*ASSIGNMENT:*
For the entries below, state how many lines include the string "black", and write nothing besides that number.

*EXTRACTED DATA:*
============

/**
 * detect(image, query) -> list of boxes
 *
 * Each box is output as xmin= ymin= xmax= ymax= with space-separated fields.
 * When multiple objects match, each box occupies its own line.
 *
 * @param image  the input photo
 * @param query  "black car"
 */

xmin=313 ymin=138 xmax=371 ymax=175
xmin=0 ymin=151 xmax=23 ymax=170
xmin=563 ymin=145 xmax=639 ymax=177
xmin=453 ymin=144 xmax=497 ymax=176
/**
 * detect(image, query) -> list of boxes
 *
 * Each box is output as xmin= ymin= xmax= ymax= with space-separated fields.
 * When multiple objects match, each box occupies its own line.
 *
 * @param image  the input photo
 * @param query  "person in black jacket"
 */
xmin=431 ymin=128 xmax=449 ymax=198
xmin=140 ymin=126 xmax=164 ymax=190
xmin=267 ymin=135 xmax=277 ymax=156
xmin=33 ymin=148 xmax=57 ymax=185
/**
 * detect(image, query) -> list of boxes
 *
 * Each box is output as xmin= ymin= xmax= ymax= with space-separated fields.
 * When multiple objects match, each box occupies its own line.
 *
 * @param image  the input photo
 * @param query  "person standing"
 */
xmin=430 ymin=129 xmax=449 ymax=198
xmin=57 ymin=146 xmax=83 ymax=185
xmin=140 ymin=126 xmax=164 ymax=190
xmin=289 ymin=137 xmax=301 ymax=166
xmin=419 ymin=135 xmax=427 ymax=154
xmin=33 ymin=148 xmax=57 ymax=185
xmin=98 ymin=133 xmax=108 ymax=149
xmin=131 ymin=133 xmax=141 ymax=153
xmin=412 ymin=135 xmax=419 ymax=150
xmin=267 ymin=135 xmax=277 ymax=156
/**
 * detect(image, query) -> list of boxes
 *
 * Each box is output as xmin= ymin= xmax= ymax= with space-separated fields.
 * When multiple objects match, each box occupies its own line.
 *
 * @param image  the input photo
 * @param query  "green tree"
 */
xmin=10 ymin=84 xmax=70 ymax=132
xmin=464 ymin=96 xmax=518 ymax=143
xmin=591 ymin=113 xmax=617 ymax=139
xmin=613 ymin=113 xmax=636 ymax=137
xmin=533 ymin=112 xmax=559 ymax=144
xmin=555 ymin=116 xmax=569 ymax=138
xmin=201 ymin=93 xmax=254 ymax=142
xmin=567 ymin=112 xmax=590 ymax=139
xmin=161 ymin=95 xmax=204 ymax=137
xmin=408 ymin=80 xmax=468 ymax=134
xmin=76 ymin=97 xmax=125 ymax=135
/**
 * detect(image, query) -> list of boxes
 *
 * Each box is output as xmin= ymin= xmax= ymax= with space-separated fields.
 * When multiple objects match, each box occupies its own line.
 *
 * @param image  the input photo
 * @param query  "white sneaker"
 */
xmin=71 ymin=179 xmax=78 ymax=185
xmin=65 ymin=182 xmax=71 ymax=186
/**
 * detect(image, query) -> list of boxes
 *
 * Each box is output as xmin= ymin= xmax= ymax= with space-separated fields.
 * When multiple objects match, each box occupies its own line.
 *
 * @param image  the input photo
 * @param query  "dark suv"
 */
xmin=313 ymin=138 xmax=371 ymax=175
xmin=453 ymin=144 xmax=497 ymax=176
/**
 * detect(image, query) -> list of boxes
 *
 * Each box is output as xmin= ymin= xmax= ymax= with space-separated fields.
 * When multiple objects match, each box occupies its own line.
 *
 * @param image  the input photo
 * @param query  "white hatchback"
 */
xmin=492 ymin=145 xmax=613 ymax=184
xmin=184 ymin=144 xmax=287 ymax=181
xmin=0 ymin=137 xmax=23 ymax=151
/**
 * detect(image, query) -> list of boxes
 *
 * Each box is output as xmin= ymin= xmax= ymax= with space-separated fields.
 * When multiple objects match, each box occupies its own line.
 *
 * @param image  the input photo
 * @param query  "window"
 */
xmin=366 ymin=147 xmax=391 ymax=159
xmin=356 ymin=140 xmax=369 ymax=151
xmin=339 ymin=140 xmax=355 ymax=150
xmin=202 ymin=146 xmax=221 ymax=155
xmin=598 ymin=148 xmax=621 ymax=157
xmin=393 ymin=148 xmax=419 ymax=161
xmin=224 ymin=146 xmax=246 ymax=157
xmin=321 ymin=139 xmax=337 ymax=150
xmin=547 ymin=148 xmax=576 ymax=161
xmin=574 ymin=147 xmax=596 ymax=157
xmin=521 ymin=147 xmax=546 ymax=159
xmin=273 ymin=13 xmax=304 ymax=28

============

*EXPECTED ANSWER:*
2